▶ Document section
┏━━
On re-reading Clause IV of the Labour Party constitution, I feel much the same. It proclaims the party's aim as:
"To secure for the workers by hand or by brain the full fruits of their industry, and the most equitable distribution thereof that may be possible, upon the basis of the common ownership of the means of production, distribution and exchange, and the best obtainable system of popular administration and control of each industry and service."
It became part of the constitution in 1918. It was written by Sidney Webb, assisted by Arthur Henderson. It was intended to appeal, not to the trade unions or the middle-class intellectuals, but to the lower middle- class element in the party, City clerks and the like, such as Malcolm Muggeridge's father. In 1929 "workers" replaced "producers" and "distribution and exchange" were added. Beatrice Webb had nothing to do with the original or the revised version. In her diary for 30 June 1918 she wrote:
"The Labour conference has come and gone in the full limelight . . . a magnificent staging of the new people's party claiming its right to control international affairs."
There was no mention of Clause IV, which evidently did not preoccupy Mrs Webb. The people who took it up were the Conservatives, particularly after 1945. Labour's nationalisation measures were mostly unpopular. The exception was the National Health Service, which was extremely popular, as it remains. Indeed, if Mr Tony Blair promised to restore it, he would be sure of sweeping the country. But coal, gas, electricity and the railways were differently organised. They were run by bodies known as "Morrisonian public corporations", after Herbert Morrison's London Passenger Transport Board of 1933.
┗━━
▶ Supplied records
┏━━
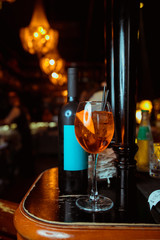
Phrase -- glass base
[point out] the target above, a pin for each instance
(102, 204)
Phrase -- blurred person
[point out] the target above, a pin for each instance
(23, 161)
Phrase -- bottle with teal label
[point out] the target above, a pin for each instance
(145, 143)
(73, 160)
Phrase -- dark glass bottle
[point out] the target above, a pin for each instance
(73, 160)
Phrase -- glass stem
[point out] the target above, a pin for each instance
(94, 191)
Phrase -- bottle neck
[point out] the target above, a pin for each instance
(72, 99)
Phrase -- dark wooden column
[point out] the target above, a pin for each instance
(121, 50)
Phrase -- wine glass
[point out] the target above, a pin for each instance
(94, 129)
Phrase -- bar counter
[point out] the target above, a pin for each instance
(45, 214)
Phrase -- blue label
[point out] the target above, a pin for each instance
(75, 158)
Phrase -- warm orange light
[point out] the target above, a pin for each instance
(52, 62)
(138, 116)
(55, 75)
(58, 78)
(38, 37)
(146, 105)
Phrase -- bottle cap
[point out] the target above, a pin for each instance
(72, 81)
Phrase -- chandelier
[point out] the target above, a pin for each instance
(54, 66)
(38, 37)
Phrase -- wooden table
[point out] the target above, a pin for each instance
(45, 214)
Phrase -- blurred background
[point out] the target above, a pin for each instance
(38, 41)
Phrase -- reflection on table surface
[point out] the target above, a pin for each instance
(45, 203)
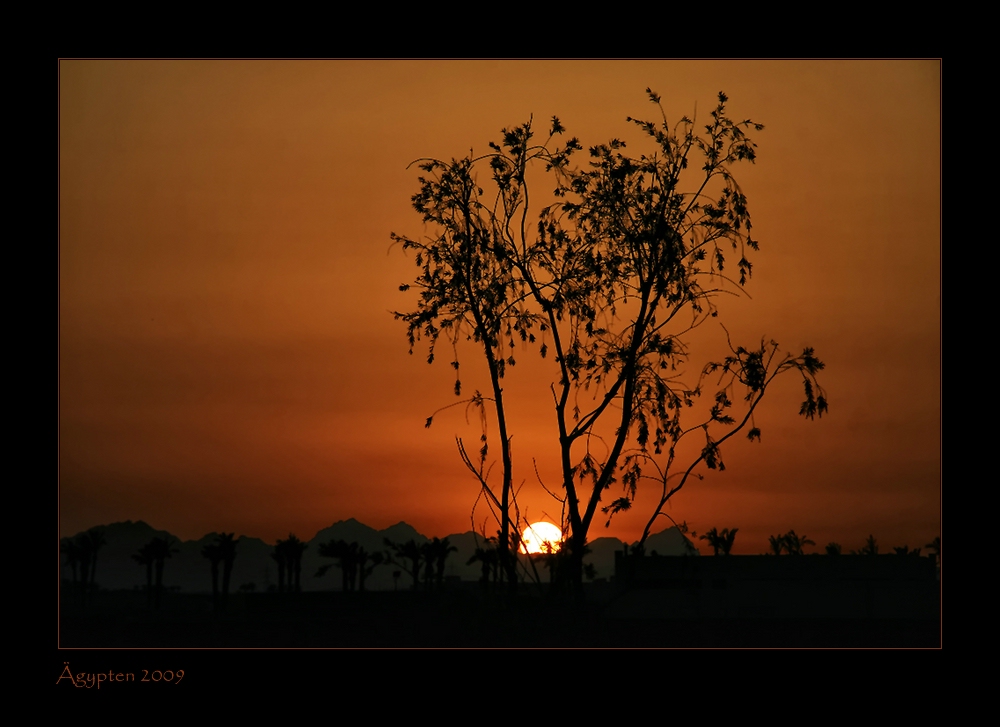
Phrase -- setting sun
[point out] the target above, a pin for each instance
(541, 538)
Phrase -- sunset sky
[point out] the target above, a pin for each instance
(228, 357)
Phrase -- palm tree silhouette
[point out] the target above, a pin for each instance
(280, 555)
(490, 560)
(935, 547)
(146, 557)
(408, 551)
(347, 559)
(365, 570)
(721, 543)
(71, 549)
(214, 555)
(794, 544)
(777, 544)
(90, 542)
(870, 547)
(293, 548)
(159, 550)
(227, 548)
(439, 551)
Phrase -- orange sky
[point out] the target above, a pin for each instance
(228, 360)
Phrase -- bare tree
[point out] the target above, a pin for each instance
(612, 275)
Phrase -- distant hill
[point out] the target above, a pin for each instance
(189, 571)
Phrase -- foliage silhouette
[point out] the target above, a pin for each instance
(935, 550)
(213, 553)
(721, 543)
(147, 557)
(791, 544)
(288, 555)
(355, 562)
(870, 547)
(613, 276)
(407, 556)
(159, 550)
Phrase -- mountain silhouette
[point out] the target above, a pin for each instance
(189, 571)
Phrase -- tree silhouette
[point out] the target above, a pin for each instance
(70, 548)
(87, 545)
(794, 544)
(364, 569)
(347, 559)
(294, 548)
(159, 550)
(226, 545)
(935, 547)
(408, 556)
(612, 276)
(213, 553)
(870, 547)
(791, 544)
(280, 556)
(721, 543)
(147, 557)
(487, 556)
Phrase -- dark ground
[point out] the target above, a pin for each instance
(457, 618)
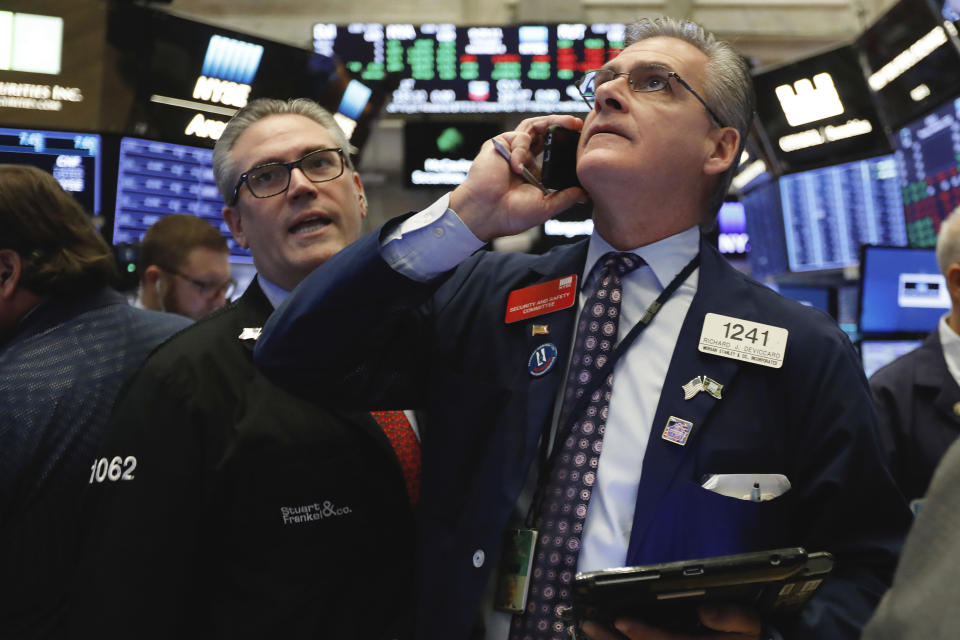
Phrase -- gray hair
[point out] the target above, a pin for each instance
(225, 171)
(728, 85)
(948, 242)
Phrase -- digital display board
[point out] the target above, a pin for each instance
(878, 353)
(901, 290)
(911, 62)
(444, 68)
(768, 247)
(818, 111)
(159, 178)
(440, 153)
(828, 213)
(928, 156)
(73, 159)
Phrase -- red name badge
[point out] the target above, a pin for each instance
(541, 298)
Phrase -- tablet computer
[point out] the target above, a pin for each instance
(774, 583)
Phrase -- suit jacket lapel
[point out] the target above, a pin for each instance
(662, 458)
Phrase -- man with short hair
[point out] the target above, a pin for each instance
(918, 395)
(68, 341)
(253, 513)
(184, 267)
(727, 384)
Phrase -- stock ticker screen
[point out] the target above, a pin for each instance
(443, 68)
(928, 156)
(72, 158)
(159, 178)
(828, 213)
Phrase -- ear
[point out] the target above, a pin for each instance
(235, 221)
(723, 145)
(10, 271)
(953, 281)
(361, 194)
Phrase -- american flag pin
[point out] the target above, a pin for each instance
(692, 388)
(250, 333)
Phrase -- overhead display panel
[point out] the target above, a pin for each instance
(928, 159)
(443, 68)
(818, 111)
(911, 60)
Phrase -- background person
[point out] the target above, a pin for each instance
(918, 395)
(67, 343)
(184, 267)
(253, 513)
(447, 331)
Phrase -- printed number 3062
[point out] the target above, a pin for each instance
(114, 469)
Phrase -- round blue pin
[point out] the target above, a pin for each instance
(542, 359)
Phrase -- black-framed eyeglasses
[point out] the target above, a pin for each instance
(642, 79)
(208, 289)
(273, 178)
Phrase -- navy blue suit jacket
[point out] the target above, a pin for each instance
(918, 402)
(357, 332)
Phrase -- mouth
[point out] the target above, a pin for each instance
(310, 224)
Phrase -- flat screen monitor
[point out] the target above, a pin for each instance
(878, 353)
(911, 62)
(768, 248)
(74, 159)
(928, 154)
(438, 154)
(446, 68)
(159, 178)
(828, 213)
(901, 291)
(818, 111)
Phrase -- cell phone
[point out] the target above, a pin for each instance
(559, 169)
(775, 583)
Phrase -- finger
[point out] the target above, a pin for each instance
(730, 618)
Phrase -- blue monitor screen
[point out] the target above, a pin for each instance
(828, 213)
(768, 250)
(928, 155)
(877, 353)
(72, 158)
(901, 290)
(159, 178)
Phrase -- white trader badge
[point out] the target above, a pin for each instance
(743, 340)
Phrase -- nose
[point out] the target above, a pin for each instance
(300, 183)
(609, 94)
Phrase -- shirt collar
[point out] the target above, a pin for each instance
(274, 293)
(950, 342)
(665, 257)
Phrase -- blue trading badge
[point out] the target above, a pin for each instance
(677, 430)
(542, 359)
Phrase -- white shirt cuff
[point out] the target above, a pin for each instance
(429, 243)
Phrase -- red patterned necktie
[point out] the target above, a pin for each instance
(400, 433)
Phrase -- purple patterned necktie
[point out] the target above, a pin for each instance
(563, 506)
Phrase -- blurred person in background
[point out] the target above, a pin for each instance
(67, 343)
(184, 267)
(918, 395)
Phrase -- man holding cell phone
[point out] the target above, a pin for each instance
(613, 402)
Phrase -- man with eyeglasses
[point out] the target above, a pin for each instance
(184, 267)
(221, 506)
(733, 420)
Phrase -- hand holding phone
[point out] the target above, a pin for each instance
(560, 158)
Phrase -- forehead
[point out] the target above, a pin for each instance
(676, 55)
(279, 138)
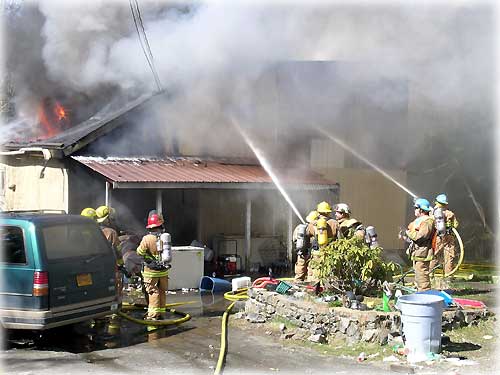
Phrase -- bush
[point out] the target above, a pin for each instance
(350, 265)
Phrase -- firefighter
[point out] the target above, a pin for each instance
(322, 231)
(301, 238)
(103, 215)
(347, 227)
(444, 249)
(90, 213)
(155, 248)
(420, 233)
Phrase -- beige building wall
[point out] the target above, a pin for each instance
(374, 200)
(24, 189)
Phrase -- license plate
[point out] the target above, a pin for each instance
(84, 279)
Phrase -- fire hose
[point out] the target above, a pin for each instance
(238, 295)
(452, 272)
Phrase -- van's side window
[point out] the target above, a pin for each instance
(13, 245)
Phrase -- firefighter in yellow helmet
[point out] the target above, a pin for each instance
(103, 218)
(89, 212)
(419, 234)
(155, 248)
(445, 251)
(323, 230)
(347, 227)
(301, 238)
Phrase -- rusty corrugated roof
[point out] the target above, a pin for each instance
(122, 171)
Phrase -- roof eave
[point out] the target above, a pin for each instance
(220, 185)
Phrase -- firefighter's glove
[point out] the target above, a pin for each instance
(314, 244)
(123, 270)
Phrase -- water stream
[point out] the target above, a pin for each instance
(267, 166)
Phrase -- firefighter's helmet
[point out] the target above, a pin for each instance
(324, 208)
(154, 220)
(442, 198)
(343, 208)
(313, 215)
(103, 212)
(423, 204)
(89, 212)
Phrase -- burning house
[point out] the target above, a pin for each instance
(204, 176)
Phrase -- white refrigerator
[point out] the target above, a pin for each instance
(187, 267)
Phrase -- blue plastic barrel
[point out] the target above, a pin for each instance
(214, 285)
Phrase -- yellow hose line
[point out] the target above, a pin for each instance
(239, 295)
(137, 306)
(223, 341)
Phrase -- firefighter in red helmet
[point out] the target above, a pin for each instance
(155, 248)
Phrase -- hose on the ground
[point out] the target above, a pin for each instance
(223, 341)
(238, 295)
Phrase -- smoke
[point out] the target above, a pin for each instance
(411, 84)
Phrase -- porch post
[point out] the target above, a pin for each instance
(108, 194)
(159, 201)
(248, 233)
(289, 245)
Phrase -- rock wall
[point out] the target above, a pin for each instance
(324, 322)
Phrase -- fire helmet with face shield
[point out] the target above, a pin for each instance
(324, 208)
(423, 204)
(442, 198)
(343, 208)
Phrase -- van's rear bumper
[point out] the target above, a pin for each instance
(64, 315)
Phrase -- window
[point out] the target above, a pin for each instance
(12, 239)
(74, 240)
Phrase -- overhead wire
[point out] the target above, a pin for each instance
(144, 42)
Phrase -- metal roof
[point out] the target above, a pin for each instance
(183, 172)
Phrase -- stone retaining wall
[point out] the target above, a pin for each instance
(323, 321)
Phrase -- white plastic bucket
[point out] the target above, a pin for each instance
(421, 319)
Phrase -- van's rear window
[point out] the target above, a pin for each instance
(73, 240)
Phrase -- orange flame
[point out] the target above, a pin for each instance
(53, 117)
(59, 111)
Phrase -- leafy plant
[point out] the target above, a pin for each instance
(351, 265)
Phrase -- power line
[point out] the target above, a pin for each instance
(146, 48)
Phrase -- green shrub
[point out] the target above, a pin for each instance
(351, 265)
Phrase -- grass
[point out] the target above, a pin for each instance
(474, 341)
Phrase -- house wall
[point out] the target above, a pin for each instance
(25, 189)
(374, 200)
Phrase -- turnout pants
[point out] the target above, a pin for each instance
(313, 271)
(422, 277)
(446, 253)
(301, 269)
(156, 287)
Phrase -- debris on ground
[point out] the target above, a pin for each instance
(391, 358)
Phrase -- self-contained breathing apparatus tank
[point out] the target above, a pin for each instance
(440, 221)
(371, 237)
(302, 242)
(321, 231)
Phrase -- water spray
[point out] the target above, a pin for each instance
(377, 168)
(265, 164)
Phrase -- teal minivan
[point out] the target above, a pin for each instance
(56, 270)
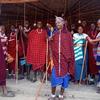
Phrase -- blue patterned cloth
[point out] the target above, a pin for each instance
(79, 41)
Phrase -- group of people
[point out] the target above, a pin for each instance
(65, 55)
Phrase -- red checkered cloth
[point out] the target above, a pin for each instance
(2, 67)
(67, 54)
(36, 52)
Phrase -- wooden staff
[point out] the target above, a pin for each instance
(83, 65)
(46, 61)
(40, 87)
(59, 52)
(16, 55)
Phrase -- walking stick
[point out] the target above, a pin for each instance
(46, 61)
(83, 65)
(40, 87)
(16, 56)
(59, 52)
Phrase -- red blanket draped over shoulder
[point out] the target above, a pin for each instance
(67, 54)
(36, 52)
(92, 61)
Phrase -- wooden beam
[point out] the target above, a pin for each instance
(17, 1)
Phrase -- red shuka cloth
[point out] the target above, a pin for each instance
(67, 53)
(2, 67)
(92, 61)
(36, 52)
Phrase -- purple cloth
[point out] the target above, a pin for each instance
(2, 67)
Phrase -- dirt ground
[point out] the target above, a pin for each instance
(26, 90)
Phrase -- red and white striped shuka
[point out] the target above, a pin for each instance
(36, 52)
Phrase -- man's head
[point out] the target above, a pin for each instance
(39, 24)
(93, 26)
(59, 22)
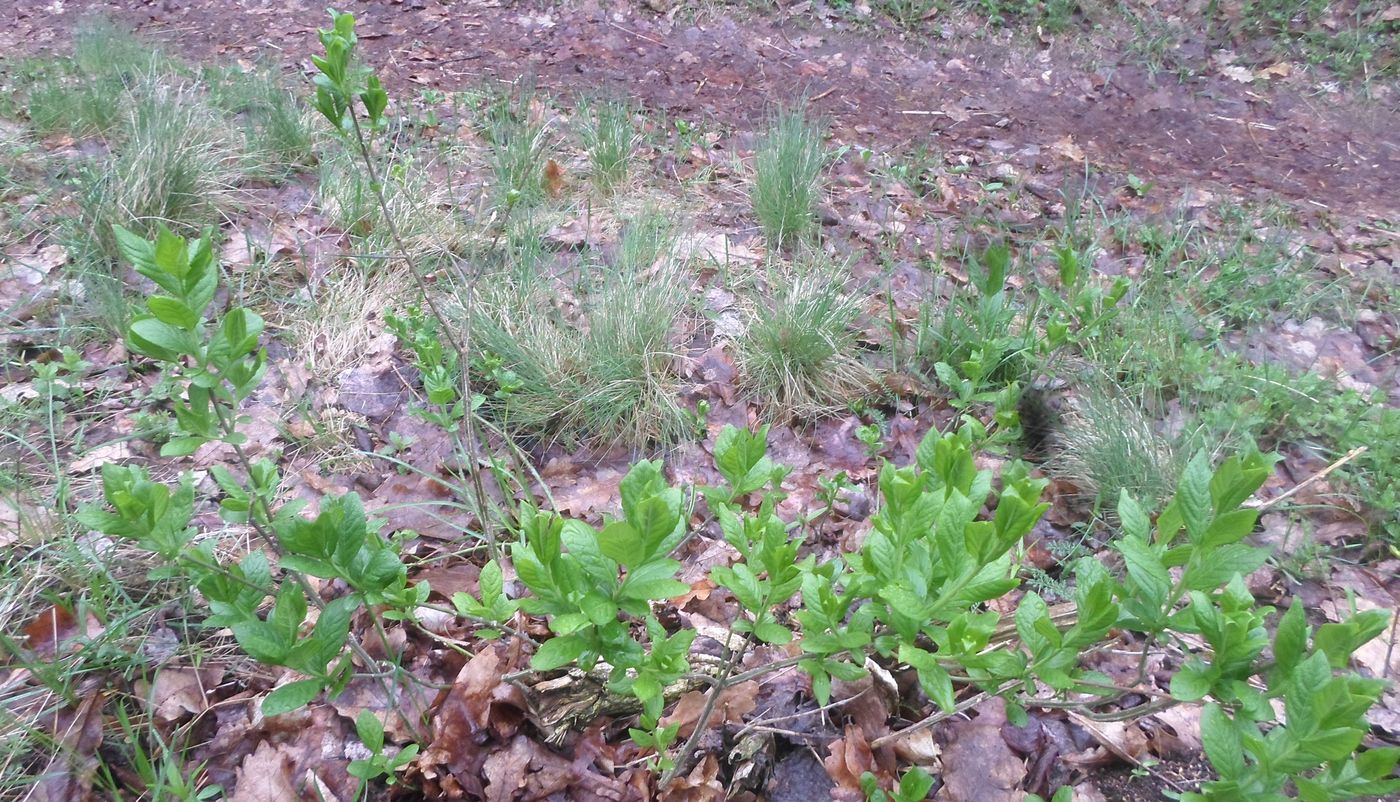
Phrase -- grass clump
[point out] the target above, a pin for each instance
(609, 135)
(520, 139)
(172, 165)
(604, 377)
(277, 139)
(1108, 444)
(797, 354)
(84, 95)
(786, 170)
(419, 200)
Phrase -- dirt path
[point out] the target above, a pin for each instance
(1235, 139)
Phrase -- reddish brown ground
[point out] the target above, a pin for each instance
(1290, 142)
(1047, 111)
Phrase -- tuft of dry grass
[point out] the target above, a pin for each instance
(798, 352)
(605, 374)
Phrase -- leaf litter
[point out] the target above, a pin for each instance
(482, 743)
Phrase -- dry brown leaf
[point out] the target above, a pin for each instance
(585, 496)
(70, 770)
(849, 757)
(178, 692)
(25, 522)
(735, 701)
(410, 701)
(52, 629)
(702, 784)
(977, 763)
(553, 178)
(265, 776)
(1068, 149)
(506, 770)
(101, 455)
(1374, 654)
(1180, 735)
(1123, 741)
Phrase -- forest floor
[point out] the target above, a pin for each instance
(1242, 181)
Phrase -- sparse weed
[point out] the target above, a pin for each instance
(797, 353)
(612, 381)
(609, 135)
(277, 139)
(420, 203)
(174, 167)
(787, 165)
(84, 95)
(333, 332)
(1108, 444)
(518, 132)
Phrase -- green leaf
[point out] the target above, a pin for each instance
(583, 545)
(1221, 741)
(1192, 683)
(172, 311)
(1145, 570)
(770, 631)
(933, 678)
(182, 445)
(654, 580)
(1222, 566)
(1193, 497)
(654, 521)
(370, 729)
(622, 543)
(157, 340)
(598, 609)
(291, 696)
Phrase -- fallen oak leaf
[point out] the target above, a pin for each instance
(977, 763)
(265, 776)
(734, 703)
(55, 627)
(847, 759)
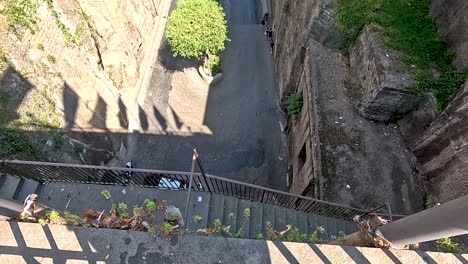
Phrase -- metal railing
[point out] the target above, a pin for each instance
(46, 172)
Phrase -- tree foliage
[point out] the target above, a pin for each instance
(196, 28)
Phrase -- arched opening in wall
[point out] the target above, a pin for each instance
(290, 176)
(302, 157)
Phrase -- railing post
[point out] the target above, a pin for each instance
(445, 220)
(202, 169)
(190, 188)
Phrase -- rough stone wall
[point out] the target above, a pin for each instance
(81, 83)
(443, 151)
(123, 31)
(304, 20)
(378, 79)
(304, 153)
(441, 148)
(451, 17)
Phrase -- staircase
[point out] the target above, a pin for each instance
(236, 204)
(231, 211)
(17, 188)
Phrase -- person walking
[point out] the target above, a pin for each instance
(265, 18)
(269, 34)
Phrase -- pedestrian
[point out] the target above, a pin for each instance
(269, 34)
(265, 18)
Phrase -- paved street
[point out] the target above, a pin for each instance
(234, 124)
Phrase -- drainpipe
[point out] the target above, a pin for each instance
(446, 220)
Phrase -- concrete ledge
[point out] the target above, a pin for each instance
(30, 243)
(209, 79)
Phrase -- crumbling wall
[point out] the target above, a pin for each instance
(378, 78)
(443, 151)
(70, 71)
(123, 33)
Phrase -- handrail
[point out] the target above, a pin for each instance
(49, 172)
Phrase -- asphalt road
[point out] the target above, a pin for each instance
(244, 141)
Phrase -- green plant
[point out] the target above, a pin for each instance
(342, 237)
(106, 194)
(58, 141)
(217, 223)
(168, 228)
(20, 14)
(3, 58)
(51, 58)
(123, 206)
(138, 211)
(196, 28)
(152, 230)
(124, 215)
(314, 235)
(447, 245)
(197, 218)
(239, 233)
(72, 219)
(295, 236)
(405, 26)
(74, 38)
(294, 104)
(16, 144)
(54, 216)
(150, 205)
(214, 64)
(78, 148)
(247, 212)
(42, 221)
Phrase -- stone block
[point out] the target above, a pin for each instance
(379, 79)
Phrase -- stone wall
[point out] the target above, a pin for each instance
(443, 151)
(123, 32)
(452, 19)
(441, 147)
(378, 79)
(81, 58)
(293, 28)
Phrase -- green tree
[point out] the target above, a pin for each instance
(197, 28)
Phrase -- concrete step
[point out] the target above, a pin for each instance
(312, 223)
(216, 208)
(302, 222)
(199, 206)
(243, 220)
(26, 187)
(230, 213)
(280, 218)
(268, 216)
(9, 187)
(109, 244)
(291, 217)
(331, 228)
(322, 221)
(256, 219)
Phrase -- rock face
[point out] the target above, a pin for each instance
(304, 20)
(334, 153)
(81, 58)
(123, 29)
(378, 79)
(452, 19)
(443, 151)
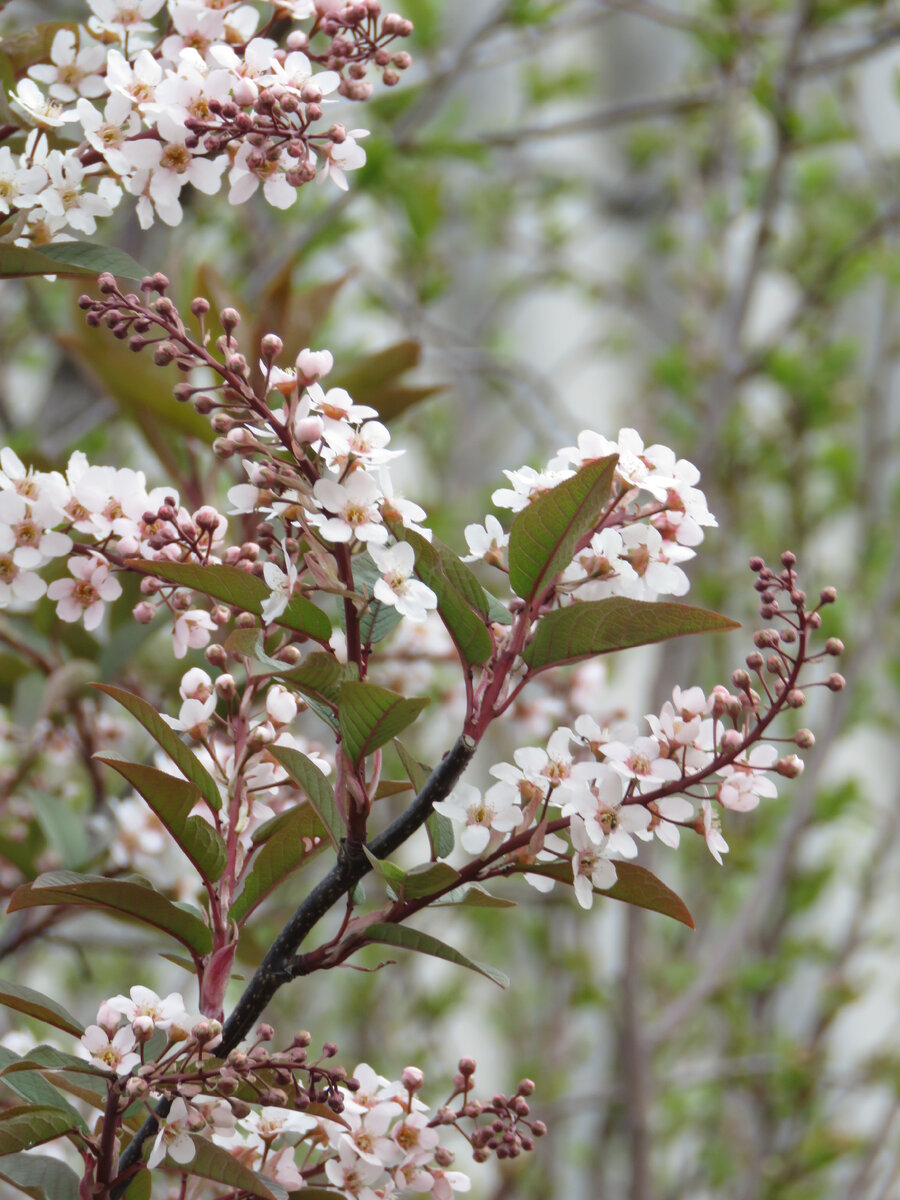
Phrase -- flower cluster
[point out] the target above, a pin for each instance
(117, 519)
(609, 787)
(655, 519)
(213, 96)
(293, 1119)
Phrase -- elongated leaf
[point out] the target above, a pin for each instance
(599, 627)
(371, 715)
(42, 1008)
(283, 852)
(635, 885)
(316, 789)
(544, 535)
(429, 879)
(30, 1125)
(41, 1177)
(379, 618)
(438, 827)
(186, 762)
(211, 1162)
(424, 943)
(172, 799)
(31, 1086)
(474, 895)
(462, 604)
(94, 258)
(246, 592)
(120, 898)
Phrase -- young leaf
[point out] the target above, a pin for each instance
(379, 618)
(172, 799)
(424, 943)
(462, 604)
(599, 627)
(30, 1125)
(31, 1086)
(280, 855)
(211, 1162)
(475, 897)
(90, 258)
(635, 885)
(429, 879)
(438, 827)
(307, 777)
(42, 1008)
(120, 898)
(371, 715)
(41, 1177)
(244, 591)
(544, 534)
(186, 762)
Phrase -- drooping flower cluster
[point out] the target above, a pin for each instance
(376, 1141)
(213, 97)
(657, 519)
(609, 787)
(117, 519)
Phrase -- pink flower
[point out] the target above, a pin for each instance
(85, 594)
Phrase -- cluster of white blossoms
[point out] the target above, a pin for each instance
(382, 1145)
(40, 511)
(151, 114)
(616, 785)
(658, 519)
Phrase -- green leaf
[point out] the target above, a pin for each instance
┗━━
▶ Tasks for this exercise
• A. Convert the records from the line with "Phrase -- man's head" to the line with "(1235, 139)", both included, into a JSON list of strings with one string per line and no blank lines. Leave out the pictures.
• B. Carry on the passage about Clause IV and Labour's nationalization measures from the point where it stops.
The text and the records have no connection to each other.

▶ Final results
• A.
[
  "Phrase -- man's head",
  "[point out] the target above, a pin for each instance",
  "(39, 24)",
  "(93, 26)",
  "(59, 22)",
  "Phrase -- grass clump",
  "[point out] the target above, a pin for each instance",
  "(609, 135)",
  "(520, 139)",
  "(172, 165)",
  "(604, 377)",
  "(277, 139)",
  "(1108, 444)",
  "(797, 354)",
  "(84, 95)",
  "(786, 170)",
  "(419, 200)",
  "Phrase -- dirt path",
  "[point out] the target above, a pin for each instance",
  "(1235, 139)"
]

• B.
Ministers could lay down broad policy but not, in theory, interfere with day-to-day running. In practice they interfered all the time. They were shy of giving those formal directions for which the nationalisation Acts provided. Instead they preferred to go about their business in a more English manner: through hints, nudges, discreet pressure, occasionally shameless bullying. Invariably interventions were political. At some times, for electoral reasons, prices had to be kept artificially low; at others, under pressure from the Treasury, forced upwards. The electricity industry was used to subsidise coal. Corporations were forced to "buy British" when they did not want to.
It may be that the whole conception of the public corporation was wrong. Aneurin Bevan certainly thought so. He believed that nationalised industries should be run not by a board but by a minister directly responsible to Parliament: in much the same way as, until recently, the Post Office was administered by the Postmaster-General. What is certain is that public corporations were never allowed to operate as had originally been intended.
After 1979 the Conservatives began dismantling them and replacing them with private monopolies. The privatisation pro-gramme, the biggest piece of public plunder since the Dissolution of the Monasteries, came about largely by accident. When it proved popular, Lady Thatcher's governments expanded its scope. Mr John Major's government is doing the same, with its crazed privatisation of British Rail. But we should be clear about the reason why the original privatisations were as well liked as they proved to be.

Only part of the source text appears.